_Aufgabe_
Beantworte die folgenden Fragen zum Tagebuch unten:
(a) In welchem Jahr verbrachten die Schreibenden schon einmal einen 14. Juli in Sandkaas auf Bornholm?
(b) Wie viel Wein wurde über die frisch ausgeschnittenen Artikel gekippt?
(c) Welche zwei Bücher von Kurt David werden genannt?

_Lesetext_
══════════════════════════════
Tagebuch
14. Juli 2019
Angesichts der Lage in den Lüften wie in den Niederungen des rechtsvergessenen Lebens fällt mir dieser schöne Satz ein: „Was irgendein Arschloch toll findet, ist deswegen keineswegs automatisch gleich Scheiße.“ Von mir notiert, während ich Zeitungen nachlas an einem Sonnabend des Herrn, den ich damit beendete, dass ich ein viertel Glas Rotwein über frisch ausgeschnittene Artikel kippte, unabsichtlich natürlich, aber den finalen Tagesablauf in Wisch- und Trockentätigkeiten umlenkend. Es ist erstaunlich, wie sehr sich Rotweinflecke auf Zeitungspapier im Verlaufe eines nächtlichen Trocknungsprozesses aufhellen, man könnte geradezu von Optimismus geschüttelt werden, ein Nebeneffekt ist allerdings begleitend zu akzeptieren: das Papier verliert seine Glätte. Während uns Fotos aus Dänemark erreichen, wo wir tatsächlich einmal bereits einen 14. Juli verbrachten: in Sandkaas auf Bornholm im arg fernen Jahr 1995. Und erleben jetzt schon die erste Rentenerhöhung.
13. Juli 2019
Vor fünf Jahren starb Nadine Gordimer. Ich habe mir auf meinen Arbeitszimmertisch ihre Rede gelegt, die sie zur Verleihung des Nobelpreises an sie hielt. Ich habe auch meine beiden anderen Gordimer-Bücher auf meinen Tisch gelegt, schwarz und schmal, noch aus DDR-Zeiten kommend. Damit hat es sich leider auch schon, denn es rückt ein Jubiläum näher, dem ich Text widmen muss. Meine Archivbestände zum aufregendsten Schweizer, der sogar schon Dramatiker des Jahres war, reichen bis 2005 zurück. Da Lukas Bärfuss auch Romane schrieb, stehen die Theater zwischen Baum und Borke: machen sie aus seinen Romanen Theaterabende oder spielen sie einfallslos einfach nur seine für Bühnen geschriebenen Texte? Heute würde einer der Lieblingsautoren meiner Kindheit, Kurt David, 95 Jahre alt, er starb aber schon 1994, schrieb zum Beispiel „Der singende Pfeil“ und „Tenggeri“ und war, als ich den „Kulturschock NVA“ erlebte, der IM „Hyronimus“.
══════════════════════════════
_Gezeigtes Material_
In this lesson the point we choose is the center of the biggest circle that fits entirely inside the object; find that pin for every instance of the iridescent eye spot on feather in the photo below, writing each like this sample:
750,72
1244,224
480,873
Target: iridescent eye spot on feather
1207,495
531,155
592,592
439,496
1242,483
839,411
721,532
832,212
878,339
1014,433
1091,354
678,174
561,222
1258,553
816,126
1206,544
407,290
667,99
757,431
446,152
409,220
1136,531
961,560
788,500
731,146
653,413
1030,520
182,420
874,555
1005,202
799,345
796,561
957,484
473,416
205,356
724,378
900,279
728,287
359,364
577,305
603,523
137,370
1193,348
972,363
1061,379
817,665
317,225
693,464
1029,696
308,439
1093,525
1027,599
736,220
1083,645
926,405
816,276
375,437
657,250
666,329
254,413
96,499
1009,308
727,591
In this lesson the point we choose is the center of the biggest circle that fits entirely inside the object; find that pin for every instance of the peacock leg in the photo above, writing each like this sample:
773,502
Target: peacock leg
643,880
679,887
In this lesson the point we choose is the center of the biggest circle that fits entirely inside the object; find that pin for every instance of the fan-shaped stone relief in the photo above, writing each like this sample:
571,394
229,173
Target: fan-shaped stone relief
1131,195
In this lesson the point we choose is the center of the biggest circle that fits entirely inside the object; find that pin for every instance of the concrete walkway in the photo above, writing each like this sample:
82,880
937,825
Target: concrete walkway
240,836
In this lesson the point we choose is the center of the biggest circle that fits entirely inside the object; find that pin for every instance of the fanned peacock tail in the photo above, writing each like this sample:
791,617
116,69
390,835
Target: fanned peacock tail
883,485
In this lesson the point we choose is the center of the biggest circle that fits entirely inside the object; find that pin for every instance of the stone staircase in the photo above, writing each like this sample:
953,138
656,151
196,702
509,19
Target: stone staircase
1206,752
══════════════════════════════
_Lösung_
(a) 1995
(b) Ein viertel Glas Rotwein
(c) „Der singende Pfeil“ und „Tenggeri“